Sunday, September 26, 2010

Oh, how far, The Finish Line has moved.

Shares of The Finish Line (FINL) were down 9% on Friday- reportedly, over not having enough inventory. When looking at the year over year results, they seemed pretty impressive, as the company earned over $17 million more for the quarter, despite having revenues only increase by $2.3 million.

Personally, I wouldn't be too upset with those sorts of results, as, the company is trading for well under 15x earnings...

Despite what seems to be a pretty effective turnaround, I can't help but remember back a few years, when this company was in net-net territory. The Finish Line was in the process of not buying Genesco for a hefty sum. Due to the merger agreement, which would lever FINL to the hilt, and probably destroy the combined entity. The markets were valuing FINL at what seemed to be an insanely low price, relative to book value. The greater part of the blogging value investing community looked at the company's balance sheet, and almost universally opined that this was a deep value stock.

But hold on a minute... There was a catch. Yes, FINL was earning money, but, with credit markets beginning a mortgage rust induced sieze up and the economy going south, how could this combined behemoth of shoe retailing survive? GCO was showing disappointing earnings, which, were used to try to get out of the merger. It may well have been one of the quicker merger then bankruptcies in history. Of course, this merger had to be axed, but at what price? Was the market rational? What were the chances of the companies settling this dispute in or out of court?

Collected data:
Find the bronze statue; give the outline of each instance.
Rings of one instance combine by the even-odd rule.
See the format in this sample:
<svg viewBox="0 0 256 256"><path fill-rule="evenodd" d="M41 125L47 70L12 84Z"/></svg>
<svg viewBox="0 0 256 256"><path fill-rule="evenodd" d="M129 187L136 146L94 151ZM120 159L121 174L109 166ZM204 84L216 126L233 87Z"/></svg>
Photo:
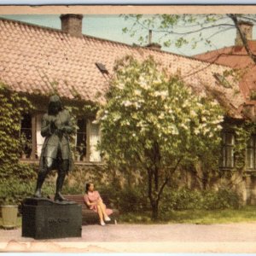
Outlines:
<svg viewBox="0 0 256 256"><path fill-rule="evenodd" d="M58 170L55 201L62 201L61 189L65 177L72 168L72 154L68 135L74 127L70 114L63 109L61 99L55 95L50 96L48 113L43 116L41 134L45 137L39 163L35 197L42 197L41 188L47 174L53 169Z"/></svg>

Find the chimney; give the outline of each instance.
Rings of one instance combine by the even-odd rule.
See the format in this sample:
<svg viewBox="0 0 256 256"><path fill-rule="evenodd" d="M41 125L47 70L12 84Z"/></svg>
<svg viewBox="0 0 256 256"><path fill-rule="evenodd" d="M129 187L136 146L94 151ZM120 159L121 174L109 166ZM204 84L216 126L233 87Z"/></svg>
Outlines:
<svg viewBox="0 0 256 256"><path fill-rule="evenodd" d="M61 30L71 36L80 38L82 34L82 15L61 15Z"/></svg>
<svg viewBox="0 0 256 256"><path fill-rule="evenodd" d="M239 20L238 26L240 26L241 32L245 35L246 38L247 40L253 39L253 24L249 21L244 21L244 20ZM236 46L242 46L242 41L240 37L239 32L236 30L236 38L235 40L235 45Z"/></svg>
<svg viewBox="0 0 256 256"><path fill-rule="evenodd" d="M157 43L152 43L152 30L149 29L148 31L148 44L146 45L146 47L154 49L161 49L161 45Z"/></svg>

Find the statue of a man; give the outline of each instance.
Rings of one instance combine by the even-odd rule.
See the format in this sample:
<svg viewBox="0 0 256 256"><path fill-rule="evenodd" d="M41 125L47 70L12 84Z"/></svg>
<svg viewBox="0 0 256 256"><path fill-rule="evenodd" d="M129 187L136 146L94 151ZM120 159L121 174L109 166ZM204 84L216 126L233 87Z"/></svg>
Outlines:
<svg viewBox="0 0 256 256"><path fill-rule="evenodd" d="M68 134L74 127L70 114L64 110L58 96L50 96L48 113L43 116L41 135L45 137L42 148L35 197L42 197L41 188L47 174L58 170L55 201L65 201L61 189L65 176L72 167Z"/></svg>

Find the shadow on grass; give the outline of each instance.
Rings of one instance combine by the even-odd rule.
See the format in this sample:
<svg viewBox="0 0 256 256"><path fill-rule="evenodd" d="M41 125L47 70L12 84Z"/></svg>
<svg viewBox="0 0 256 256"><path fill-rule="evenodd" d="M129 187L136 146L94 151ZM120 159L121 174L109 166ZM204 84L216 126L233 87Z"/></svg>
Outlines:
<svg viewBox="0 0 256 256"><path fill-rule="evenodd" d="M152 221L150 216L150 212L123 213L119 223L213 224L256 222L256 206L241 209L172 211L160 214L157 221Z"/></svg>

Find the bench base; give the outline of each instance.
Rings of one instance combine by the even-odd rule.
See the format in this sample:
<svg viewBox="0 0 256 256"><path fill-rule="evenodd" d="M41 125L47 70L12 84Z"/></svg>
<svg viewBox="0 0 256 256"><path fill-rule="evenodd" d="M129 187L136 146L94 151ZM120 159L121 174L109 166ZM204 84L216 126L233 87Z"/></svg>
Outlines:
<svg viewBox="0 0 256 256"><path fill-rule="evenodd" d="M75 202L26 198L22 203L22 236L34 239L81 237L82 207Z"/></svg>

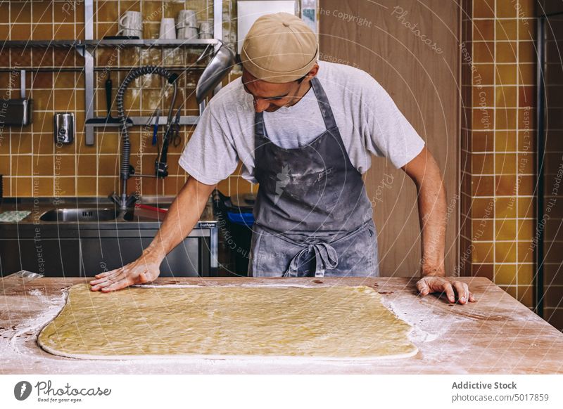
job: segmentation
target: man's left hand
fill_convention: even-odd
[[[423,297],[431,292],[445,293],[452,303],[455,302],[455,295],[460,304],[466,304],[468,300],[469,302],[476,301],[465,283],[443,275],[426,275],[417,282],[417,289]]]

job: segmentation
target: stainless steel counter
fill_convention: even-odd
[[[167,209],[174,197],[143,197],[142,204]],[[44,215],[53,209],[89,209],[89,220],[64,221]],[[96,217],[108,209],[111,220]],[[18,222],[0,222],[0,275],[20,269],[51,276],[91,276],[139,257],[162,224],[161,220],[122,212],[105,197],[4,198],[0,213],[31,212]],[[162,276],[213,276],[218,268],[218,223],[209,203],[184,242],[160,266]]]

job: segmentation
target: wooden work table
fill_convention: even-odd
[[[563,373],[563,334],[489,280],[462,278],[477,299],[451,304],[443,297],[420,297],[416,279],[159,278],[155,284],[222,285],[251,282],[372,286],[400,318],[415,326],[418,353],[373,363],[249,363],[233,358],[90,361],[42,350],[38,332],[64,304],[63,290],[84,278],[39,278],[8,288],[0,297],[0,372],[108,373]],[[318,280],[317,280],[318,281]],[[1,290],[1,289],[0,289]],[[155,311],[155,313],[159,313]]]

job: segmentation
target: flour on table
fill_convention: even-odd
[[[410,325],[359,287],[158,286],[69,290],[39,335],[56,355],[88,359],[373,360],[417,353]]]

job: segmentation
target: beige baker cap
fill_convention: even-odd
[[[243,67],[267,82],[291,82],[303,77],[317,62],[317,36],[298,17],[267,14],[256,20],[241,51]]]

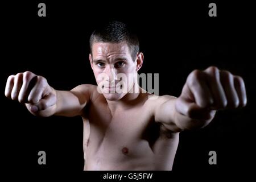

• [What you will do]:
A. Answer these questions from the Finish Line post, one line each, marked the same way:
(i) By what percentage did shares of The Finish Line fall on Friday?
(ii) By how much did the company's revenues increase for the quarter, year over year?
(iii) Which company was The Finish Line in the process of not buying?
B. Summarize the Finish Line post in two sentences.
The rows play no part in any of the tasks.

• [Outputs for the tasks]:
A.
(i) 9%
(ii) $2.3 million
(iii) Genesco

B. Shares of The Finish Line fell 9% on Friday, reportedly over not having enough inventory, even though the company earned over $17 million more for the quarter year over year on revenues that rose only $2.3 million. A few years earlier, the market valued the stock at an insanely low price relative to book value while the company faced a merger agreement with Genesco that would have levered it to the hilt, a deal the writer says had to be axed.